Extrait du texte:

À Cadenet dans le Vaucluse, une expérimentation de sécurité sociale alimentaire s'apprête à entrer en action

[Sécurité sociale alimentaire : où en est-on dans le Sud ? Épisode 2/2] - Qui a dit que les grandes villes avaient l'apanage de l'innovation sociale ? Le 1er avril prochain, le village de Cadenet - 5.000 âmes dans le Vaucluse - s'apprête à ouvrir une caisse expérimentale de sécurité sociale de l'alimentation. Le résultat de trois années de réflexions d'intenses discussions entre les participants qui ont expérimenté une forme très directe de démocratie.
(Crédits : DR)

Nous sommes en 2020 quand Eric Gauthier, membre de l'association Au Maquis, entend parler de sécurité sociale de l'alimentation. Une vidéo d'abord, publiée par l'association d'éducation populaire Réseau Salariat. Puis des articles, ci et là, pour aiguiser sa compréhension du sujet.

Inspirée de la sécurité sociale, la sécurité sociale alimentaire propose, grâce à une système de cotisations, d'allouer à chaque citoyen une enveloppe mensuelle de 150 euros censée lui permettre d'acheter des produits alimentaires conventionnés sur la base de critères définis démocratiquement : qualité nutritive, origine, modes de production, rémunération des producteurs...

« La sécurité sociale de l'alimentation permet de donner aux Français qui ont du mal à se nourrir correctement les moyens de le faire. Et en même temps, elle permet d'investir dans le système alimentaire comme la sécurité sociale l'a fait avec la création des CHU. Avec les cotisations, on pourrait ainsi accompagner la transformation des pratiques agricoles et installer de petites unités de production comme des moulins ou des usines de fabrication de raviolis, ce qui participerait à sortir les paysans de l'endettement ».

Consignes:
**1)** Répondez à ces questions sur l'article consacré à Cadenet.
(a) Combien d'habitants compte le village de Cadenet ?
(b) En quelle année Eric Gauthier entend-il parler de sécurité sociale de l'alimentation ?
(c) Quel montant mensuel serait alloué à chaque citoyen ?
**2)** Recopiez fidèlement le passage de l'article sur Cadenet qui va de « À Cadenet dans » jusqu'à « (Crédits : DR) » inclus.
**3)** Prolongez l'article sur la sécurité sociale alimentaire à Cadenet après sa dernière phrase.

Données fournies:
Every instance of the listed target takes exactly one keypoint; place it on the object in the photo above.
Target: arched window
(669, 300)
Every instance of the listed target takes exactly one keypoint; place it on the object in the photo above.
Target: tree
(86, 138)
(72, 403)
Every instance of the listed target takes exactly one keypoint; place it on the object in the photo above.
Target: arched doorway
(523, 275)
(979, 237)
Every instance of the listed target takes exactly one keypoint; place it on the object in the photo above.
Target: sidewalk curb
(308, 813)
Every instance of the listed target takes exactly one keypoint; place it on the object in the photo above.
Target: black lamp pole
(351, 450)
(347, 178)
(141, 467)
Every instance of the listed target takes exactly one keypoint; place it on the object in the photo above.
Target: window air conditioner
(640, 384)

Réponses rédigées:
**1)**
(a) 5.000 habitants.
(b) En 2020.
(c) 150 euros.

**2)**
À Cadenet dans le Vaucluse, une expérimentation de sécurité sociale alimentaire s'apprête à entrer en action

[Sécurité sociale alimentaire : où en est-on dans le Sud ? Épisode 2/2] - Qui a dit que les grandes villes avaient l'apanage de l'innovation sociale ? Le 1er avril prochain, le village de Cadenet - 5.000 âmes dans le Vaucluse - s'apprête à ouvrir une caisse expérimentale de sécurité sociale de l'alimentation. Le résultat de trois années de réflexions d'intenses discussions entre les participants qui ont expérimenté une forme très directe de démocratie.
(Crédits : DR)

**3)**
Une approche systémique

Une approche systémique qui semble apporter une réponse aux limites auxquelles fait face son association, Le Maquis. Née au début des années 2010, celle-ci organise des ateliers au pieds d'immeubles pour favoriser le lien social autour de Cadenet, notamment dans les quartiers populaires d'Apt ou Cavaillon. Des ateliers qui font la part belle aux enjeux d'alimentation saine et durable. Sujet que la structure traite également en soutenant les paysans via le soutien, par exemple, à l'installation d'un magasin de producteurs. « On adore ce que l'on fait. Mais on se rend compte qu'on n'apporte pas de réponses réellement durables », ressent Eric Gauthier.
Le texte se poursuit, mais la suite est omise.